▶ [YOUR ASSIGNMENT]
For each line of the data that includes the word "positive", copy the line.

---- THE DATA

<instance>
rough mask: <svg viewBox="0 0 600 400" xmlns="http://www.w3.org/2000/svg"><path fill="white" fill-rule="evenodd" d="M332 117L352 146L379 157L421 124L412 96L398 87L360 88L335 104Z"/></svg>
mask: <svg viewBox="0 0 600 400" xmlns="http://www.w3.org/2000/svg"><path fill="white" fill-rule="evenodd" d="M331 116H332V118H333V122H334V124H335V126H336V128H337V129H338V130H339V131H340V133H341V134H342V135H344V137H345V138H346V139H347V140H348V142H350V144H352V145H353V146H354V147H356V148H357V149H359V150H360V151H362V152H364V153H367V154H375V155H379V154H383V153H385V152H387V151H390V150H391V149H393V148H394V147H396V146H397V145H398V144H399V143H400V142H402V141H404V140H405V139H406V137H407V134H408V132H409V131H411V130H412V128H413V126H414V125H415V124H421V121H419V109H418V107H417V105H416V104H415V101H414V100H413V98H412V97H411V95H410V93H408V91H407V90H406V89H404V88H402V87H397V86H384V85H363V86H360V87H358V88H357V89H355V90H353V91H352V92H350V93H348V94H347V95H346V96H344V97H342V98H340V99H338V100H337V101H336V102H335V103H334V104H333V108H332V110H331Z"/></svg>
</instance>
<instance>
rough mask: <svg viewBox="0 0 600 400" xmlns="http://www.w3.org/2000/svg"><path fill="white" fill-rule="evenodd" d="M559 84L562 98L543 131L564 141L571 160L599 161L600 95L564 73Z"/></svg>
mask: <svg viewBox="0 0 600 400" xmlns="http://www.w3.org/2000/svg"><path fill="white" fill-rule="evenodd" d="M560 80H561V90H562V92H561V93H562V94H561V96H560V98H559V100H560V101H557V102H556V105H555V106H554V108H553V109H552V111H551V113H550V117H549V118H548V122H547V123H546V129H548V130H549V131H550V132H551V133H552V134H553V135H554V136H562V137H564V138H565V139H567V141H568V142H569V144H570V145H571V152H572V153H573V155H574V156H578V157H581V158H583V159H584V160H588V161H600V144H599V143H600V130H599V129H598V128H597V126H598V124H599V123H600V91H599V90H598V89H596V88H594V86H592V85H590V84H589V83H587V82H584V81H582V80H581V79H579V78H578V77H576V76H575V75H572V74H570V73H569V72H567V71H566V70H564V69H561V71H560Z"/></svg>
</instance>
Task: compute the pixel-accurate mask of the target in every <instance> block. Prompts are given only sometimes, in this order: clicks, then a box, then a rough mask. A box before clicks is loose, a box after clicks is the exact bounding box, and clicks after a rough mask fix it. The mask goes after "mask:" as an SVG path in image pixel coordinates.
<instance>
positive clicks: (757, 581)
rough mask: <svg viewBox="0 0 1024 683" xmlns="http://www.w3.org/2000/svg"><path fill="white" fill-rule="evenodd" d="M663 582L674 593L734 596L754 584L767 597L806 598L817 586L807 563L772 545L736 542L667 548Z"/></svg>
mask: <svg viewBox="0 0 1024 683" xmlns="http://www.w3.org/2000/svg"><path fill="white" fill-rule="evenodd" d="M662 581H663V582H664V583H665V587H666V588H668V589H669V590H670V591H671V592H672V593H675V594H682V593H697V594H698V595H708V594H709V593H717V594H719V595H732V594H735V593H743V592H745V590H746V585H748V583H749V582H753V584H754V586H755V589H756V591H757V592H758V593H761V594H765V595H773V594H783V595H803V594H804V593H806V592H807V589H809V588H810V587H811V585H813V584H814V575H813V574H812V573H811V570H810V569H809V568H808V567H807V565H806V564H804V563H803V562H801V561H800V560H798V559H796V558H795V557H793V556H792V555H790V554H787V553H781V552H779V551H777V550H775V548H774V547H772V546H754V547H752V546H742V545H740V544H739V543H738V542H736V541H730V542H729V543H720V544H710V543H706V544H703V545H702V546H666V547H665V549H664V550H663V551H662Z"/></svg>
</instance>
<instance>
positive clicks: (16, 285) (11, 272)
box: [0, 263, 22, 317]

--------

▶ [RESPONSE TO THIS TASK]
positive clicks: (757, 581)
positive clicks: (16, 285) (11, 272)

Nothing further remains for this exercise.